Outline entries for images

---+---

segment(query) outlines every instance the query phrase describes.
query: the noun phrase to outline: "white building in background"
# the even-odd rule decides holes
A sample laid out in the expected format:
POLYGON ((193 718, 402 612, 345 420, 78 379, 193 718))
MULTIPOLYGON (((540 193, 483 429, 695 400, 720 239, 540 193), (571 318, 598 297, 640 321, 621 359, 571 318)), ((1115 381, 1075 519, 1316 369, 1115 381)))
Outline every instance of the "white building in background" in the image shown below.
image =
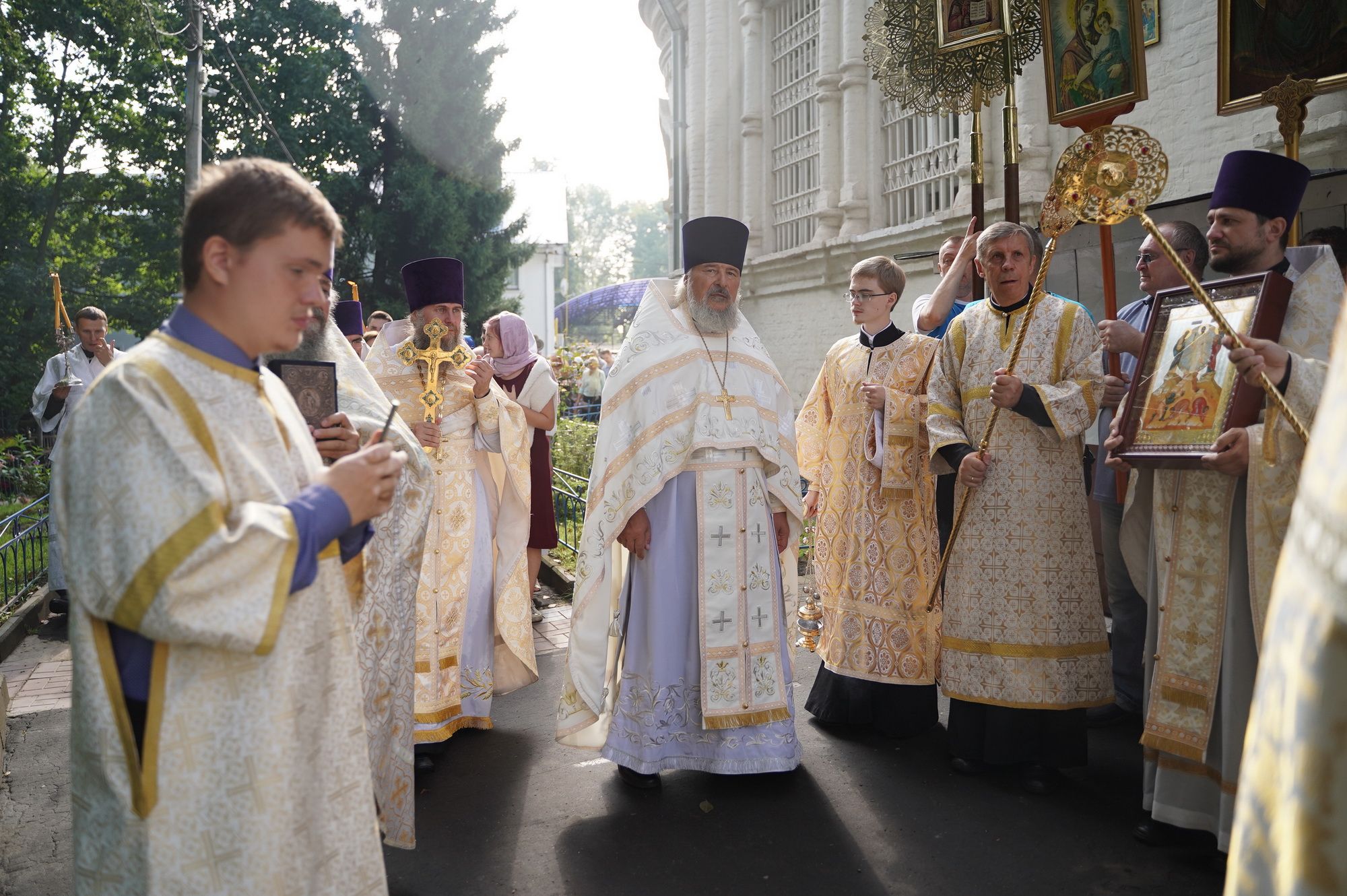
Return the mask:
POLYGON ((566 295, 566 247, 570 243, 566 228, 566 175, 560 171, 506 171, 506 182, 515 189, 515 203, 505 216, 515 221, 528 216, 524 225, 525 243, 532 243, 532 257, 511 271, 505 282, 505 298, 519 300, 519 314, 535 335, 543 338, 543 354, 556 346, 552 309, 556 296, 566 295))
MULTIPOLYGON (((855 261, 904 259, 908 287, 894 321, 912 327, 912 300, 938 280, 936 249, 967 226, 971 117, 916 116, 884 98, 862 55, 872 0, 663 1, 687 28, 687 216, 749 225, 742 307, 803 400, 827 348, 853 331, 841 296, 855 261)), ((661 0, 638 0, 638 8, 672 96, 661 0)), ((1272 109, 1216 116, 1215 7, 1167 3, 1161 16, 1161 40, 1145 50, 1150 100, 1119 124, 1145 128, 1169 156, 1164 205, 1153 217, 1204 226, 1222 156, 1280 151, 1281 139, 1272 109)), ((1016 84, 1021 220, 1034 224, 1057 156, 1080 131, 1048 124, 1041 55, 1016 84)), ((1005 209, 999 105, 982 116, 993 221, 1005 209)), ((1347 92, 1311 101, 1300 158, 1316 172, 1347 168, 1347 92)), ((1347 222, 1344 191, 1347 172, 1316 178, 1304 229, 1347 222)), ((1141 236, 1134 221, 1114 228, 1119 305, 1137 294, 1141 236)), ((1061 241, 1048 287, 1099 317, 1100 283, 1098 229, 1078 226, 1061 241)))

---+---

PROMPT: Put the stretch from the start of the items through the line containing "POLYGON ((193 718, 402" into a numbered list, leaving out any blank lines.

TASK RESULT:
1. segment(query) outlines every instance the query phrase describes.
2. query: the noun phrase to outline: "white building in background"
3. # the even-odd rule decides holes
4. A sample laid out in the expected format:
5. POLYGON ((193 718, 402 612, 345 420, 78 379, 193 718))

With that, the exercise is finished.